Given text Block Start

INTRODUCTION

Type 2 diabetes mellitus (DM) is one of the most prevalent noncommunicable diseases in the world, with India in particular suffering from 77 million cases.[¹] With the current trend of sedentary lifestyle pointing to a dramatic rise in numbers by at least 72% by 2030.[²]

As is well established, diabetes is a chronic health disorder which is characterized by the high levels of glucose in the blood because the body cannot produce any or enough insulin.[³]

Type 2 DM is characterized by resistance to insulin or decreased response by the body’s cells to insulin, with symptoms ranging from increased thirst, increased frequency of urination, fatigue, and tingling and numbness in the peripheries.[⁴]

DM with neurocognitive impairment often develops microvascular, neuropathic, and macrovascular complications. The elevated sugar levels are not only responsible for causing brain dysfunction but are also responsible for the formation of sorbitol, which damages blood vessels and nerves.[⁵] The oxidative stress, microvasculopathy, inflammation, and dyslipidemia are other key mediators in the neuropathology that can lead to dementia or cognitive impairment, which further impede the patient’s ability to understand and apply a strict diet and nutrition plan, which further results in increased sugar levels and complications related to hyperglycemia.[⁶]

Management of such patients is, therefore, complicated and requires a lot of close monitoring and counseling. The main hurdle, however, is that cognitive assessment is not a part of the initial assessment for DM. Several tools are available for cognitive assessment for these patients. Similarly, with this study, we are incorporating the use of the Montreal Cognitive Assessment (MoCA) tool.

MoCA was shown to be a better tool for assessment for mild cognitive impairement (MCI) than mini mental state examination (MMSE) in a pilot study conducted in Canada.[⁷] The aim of this study is to evaluate neurocognitive disorder in patients with type 2 DM.

OBJECTIVES

1. To study and compare characteristics between patients with and without diabetes and the relationship with cognitive impairment.
2. To study the effects of poor glycemic control on cognitive function.

MATERIALS AND METHODS

This cross-sectional study was conducted in our hospital between October 2018 and September 2020; 67 patients with type 2 DM and 66 controls attending out patient department (OPD) were included in the study. The control group was matched with test group for age, sex, and educational class. Only people who were willing to give informed consent were included in the study.

The data compiled were age, sex, demographic data, comorbidity, history with particular emphasis on diet, physical activity, and family history. Also, smoking habits in terms of how many packs per year and alcohol intake in terms of units were recorded. Current medication use (antipsychotics, antidepressant drugs, and benzodiazepines) was noted.

Complete physical examination, with emphasis on anthropometric measurements like height, weight, body mass index (BMI), and waist circumference, was done.

Given text Block End

### What you need to do
1) Answer these questions from the passage on type 2 diabetes and cognition:
(a) How many cases of diabetes does India have?
(b) Between which months was the study conducted?
(c) Which tool was shown in a Canadian pilot study to be better than the MMSE for assessing mild cognitive impairment?
2) From the passage on type 2 diabetes and cognition, reproduce the part from "Management of such" up to and including "with cognitive impairment." word for word.

Supplied material Block Start

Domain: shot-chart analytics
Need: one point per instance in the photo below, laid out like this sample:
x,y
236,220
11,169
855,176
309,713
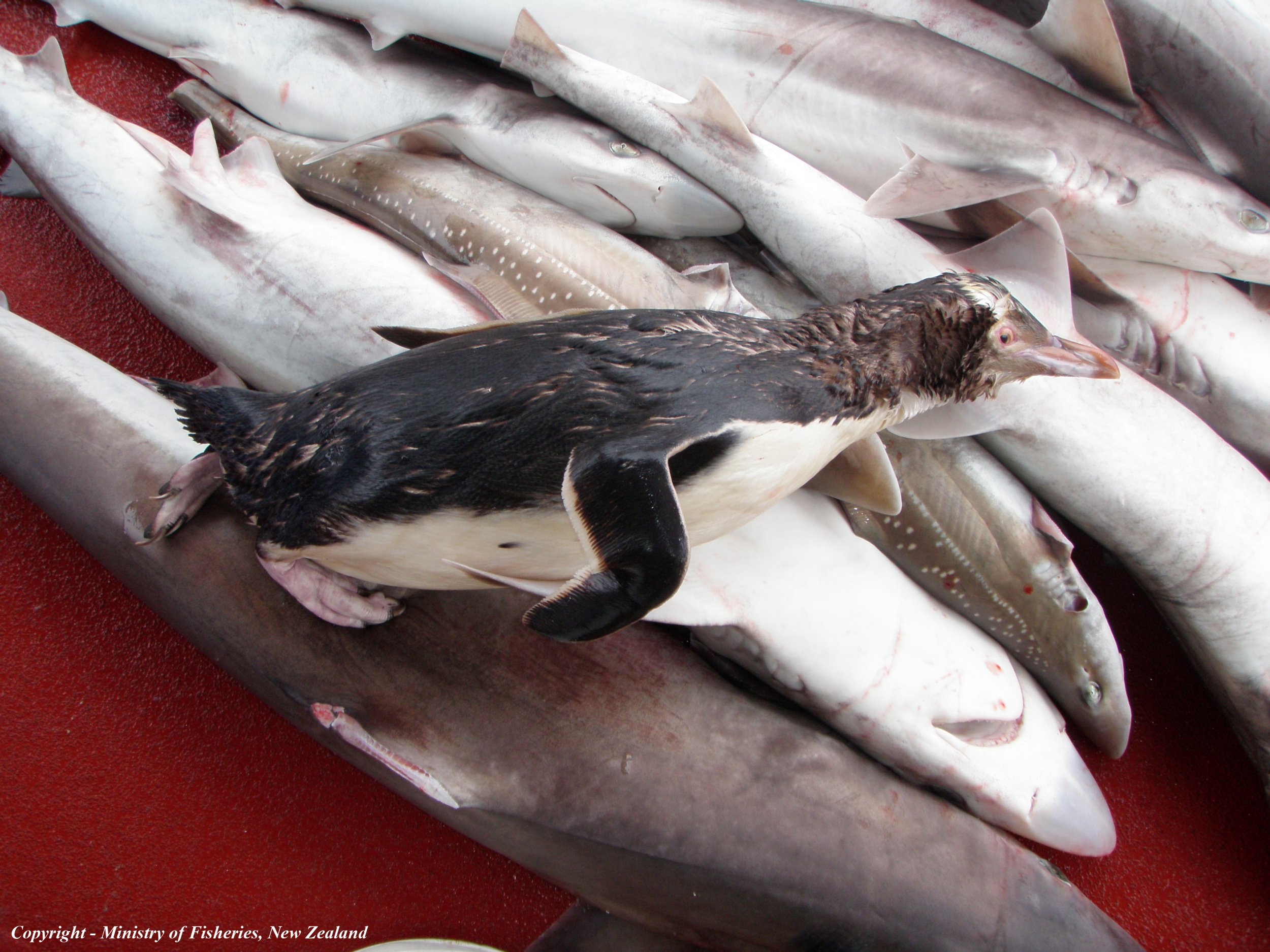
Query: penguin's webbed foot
x,y
628,513
183,496
332,596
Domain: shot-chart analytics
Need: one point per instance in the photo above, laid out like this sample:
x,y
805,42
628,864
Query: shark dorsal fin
x,y
431,130
67,14
1030,259
50,61
712,111
529,32
924,187
384,34
715,291
1081,36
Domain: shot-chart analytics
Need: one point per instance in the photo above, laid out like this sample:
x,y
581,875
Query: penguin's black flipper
x,y
626,512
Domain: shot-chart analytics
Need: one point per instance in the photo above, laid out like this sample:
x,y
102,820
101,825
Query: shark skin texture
x,y
1187,799
461,711
824,84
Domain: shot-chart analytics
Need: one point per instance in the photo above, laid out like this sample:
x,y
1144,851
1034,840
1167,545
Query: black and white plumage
x,y
598,446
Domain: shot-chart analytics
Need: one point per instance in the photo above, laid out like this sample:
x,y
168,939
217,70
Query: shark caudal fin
x,y
1081,36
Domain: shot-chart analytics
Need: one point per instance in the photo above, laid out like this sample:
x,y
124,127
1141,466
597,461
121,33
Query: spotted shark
x,y
195,237
839,88
1121,460
624,771
522,254
973,536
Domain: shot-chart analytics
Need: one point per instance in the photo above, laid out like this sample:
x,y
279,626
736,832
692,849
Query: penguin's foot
x,y
183,496
221,377
588,607
331,596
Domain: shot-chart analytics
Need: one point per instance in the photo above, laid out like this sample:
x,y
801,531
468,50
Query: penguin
x,y
596,447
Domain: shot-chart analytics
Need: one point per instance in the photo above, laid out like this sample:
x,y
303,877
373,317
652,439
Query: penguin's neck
x,y
880,364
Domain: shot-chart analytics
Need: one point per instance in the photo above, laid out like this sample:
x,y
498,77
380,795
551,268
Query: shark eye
x,y
1254,221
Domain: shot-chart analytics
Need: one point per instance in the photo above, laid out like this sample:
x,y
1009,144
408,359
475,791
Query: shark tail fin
x,y
49,60
710,111
1081,35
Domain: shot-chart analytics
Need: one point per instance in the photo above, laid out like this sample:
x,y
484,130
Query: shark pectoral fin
x,y
951,420
202,178
1058,542
50,61
253,166
714,290
499,296
425,134
16,184
925,186
862,475
384,34
192,54
405,766
712,112
67,14
1081,36
625,511
1030,259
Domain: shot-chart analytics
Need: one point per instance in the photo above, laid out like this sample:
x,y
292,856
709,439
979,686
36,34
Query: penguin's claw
x,y
183,496
332,596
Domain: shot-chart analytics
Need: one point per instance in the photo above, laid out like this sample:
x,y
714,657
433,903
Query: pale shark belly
x,y
768,464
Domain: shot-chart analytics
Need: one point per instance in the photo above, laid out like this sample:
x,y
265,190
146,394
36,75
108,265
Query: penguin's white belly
x,y
770,461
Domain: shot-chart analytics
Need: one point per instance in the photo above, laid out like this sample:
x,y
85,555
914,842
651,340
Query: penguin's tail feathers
x,y
225,418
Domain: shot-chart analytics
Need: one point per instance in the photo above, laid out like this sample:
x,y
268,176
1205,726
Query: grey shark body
x,y
724,822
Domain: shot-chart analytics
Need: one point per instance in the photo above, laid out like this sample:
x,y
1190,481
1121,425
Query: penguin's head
x,y
1014,346
973,336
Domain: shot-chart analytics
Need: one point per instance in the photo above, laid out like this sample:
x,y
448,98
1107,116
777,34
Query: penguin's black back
x,y
487,420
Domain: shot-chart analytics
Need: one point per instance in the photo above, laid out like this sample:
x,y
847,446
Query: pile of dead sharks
x,y
720,315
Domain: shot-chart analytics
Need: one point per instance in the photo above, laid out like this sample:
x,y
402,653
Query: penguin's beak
x,y
1066,358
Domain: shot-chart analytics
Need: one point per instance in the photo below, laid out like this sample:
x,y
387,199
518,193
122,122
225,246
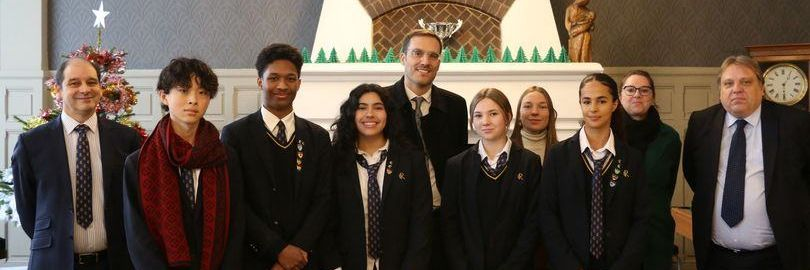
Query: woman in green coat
x,y
661,147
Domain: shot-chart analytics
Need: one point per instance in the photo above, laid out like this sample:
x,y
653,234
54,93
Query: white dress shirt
x,y
425,108
362,173
754,231
94,238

Supplied material Block End

### Answers per task
1)
(a) 77 million
(b) October 2018 and September 2020
(c) The Montreal Cognitive Assessment (MoCA)

2)
Management of such patients is, therefore, complicated and requires a lot of close monitoring and counseling. The main hurdle, however, is that cognitive assessment is not a part of the initial assessment for DM. Several tools are available for cognitive assessment for these patients. Similarly, with this study, we are incorporating the use of the Montreal Cognitive Assessment (MoCA) tool.

MoCA was shown to be a better tool for assessment for mild cognitive impairement (MCI) than mini mental state examination (MMSE) in a pilot study conducted in Canada.[⁷] The aim of this study is to evaluate neurocognitive disorder in patients with type 2 DM.

OBJECTIVES

1. To study and compare characteristics between patients with and without diabetes and the relationship with cognitive impairment.